== DATA PROVIDED ==

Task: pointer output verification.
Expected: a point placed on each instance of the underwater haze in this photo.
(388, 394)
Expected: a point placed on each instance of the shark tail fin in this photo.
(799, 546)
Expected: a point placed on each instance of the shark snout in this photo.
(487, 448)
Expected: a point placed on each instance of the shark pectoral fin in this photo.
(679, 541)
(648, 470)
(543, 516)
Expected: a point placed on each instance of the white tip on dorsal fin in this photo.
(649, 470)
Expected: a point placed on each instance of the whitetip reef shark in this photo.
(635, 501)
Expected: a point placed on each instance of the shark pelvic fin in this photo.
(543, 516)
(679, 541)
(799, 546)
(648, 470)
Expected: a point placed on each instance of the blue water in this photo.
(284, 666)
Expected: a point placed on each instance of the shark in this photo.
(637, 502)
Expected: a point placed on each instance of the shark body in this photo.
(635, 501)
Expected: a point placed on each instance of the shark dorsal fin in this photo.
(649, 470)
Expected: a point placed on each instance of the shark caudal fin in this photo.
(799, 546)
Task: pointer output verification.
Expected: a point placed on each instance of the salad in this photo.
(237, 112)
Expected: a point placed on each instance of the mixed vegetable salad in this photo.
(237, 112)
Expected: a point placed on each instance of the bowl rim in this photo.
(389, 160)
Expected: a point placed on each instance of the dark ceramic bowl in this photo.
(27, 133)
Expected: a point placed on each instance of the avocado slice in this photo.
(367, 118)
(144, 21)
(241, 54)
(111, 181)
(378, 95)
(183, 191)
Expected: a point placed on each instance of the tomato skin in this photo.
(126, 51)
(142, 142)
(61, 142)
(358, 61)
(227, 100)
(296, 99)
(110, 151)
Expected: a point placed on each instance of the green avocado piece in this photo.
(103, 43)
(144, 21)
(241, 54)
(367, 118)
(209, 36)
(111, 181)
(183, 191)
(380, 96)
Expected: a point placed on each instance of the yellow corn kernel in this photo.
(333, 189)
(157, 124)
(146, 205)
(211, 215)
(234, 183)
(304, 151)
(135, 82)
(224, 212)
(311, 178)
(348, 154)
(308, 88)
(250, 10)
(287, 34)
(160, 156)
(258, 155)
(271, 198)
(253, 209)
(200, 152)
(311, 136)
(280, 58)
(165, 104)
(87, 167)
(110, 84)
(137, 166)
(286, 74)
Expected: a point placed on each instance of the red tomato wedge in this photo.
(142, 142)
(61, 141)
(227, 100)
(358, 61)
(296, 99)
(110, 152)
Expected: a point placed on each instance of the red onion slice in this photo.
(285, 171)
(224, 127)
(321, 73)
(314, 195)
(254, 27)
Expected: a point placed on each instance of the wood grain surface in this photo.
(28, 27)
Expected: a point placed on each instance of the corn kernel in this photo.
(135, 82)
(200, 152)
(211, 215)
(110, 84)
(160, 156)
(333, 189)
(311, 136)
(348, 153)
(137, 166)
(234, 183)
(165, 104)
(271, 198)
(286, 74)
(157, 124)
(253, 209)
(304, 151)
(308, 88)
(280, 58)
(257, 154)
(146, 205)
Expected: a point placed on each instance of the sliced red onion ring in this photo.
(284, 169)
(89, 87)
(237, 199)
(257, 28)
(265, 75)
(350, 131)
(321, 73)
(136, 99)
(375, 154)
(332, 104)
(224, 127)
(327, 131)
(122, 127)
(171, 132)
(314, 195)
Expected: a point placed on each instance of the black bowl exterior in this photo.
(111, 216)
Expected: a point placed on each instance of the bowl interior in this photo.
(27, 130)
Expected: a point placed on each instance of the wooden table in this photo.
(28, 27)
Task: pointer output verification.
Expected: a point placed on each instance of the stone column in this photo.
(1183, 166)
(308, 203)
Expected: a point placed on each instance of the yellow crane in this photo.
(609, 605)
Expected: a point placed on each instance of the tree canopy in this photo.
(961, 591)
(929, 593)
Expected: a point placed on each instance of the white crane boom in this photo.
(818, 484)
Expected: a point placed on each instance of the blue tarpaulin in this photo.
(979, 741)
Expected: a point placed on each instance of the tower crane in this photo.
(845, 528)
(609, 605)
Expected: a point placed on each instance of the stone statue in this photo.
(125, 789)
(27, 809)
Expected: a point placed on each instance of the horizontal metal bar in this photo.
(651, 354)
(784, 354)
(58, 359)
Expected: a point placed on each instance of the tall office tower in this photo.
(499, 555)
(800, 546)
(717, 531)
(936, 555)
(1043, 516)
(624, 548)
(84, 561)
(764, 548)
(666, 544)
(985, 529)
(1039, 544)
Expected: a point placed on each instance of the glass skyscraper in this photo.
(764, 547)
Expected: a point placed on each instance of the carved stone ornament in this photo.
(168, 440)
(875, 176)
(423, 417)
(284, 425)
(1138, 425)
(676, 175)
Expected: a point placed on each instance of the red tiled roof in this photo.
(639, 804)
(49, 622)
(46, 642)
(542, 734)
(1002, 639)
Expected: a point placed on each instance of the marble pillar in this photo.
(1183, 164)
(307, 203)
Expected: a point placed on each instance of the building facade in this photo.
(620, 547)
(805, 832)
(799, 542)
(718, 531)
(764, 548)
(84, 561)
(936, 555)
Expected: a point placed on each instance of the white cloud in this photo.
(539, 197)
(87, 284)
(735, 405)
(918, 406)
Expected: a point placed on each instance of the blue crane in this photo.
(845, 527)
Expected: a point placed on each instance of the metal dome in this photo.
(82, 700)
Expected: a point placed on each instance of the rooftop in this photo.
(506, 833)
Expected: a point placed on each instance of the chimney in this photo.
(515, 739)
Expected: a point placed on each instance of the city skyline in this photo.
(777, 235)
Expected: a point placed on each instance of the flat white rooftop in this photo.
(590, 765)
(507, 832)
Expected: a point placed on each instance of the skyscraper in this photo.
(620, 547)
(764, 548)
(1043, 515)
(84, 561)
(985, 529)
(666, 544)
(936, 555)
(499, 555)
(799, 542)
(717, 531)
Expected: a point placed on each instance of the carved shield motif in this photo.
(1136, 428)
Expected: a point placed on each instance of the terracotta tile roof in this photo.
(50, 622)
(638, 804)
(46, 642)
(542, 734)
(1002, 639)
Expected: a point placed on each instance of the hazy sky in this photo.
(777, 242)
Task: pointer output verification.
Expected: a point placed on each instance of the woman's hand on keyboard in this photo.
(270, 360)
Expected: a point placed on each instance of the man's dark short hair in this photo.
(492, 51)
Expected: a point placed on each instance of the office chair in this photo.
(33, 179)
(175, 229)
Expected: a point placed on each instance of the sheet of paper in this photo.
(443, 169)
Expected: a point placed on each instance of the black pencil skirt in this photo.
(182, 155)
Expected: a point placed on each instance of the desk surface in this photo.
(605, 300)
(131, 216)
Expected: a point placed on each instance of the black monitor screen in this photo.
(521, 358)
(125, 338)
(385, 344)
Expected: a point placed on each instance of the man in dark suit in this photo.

===

• **PROBLEM DETAILS**: Can you recast the stretch from the line containing "Expected: a point placed on each instance of the man's" through the last of the lines above as a Markdown table with the columns Row and Line, numbering each row and leaving out blank lines?

• **COMPLETE OUTPUT**:
| Row | Line |
|---|---|
| 1 | Expected: a point placed on each instance of the man's dark short hair in this photo. |
| 2 | (492, 51) |
| 3 | Expected: a point placed on each instance of the office chair in this photo. |
| 4 | (33, 179) |
| 5 | (175, 229) |
| 6 | Expected: a point placed on each instance of the sheet of paper in this photo. |
| 7 | (443, 169) |
| 8 | Expected: a point placed on each instance of the black pencil skirt in this photo. |
| 9 | (182, 155) |
| 10 | Expected: a point placed on each instance of the desk surface in this photo. |
| 11 | (605, 300) |
| 12 | (131, 216) |
| 13 | Expected: a point placed on each instance of the black monitor screen in this photo. |
| 14 | (521, 358) |
| 15 | (125, 338) |
| 16 | (385, 344) |
| 17 | Expected: a point placed on each instance of the man in dark suit in this photo. |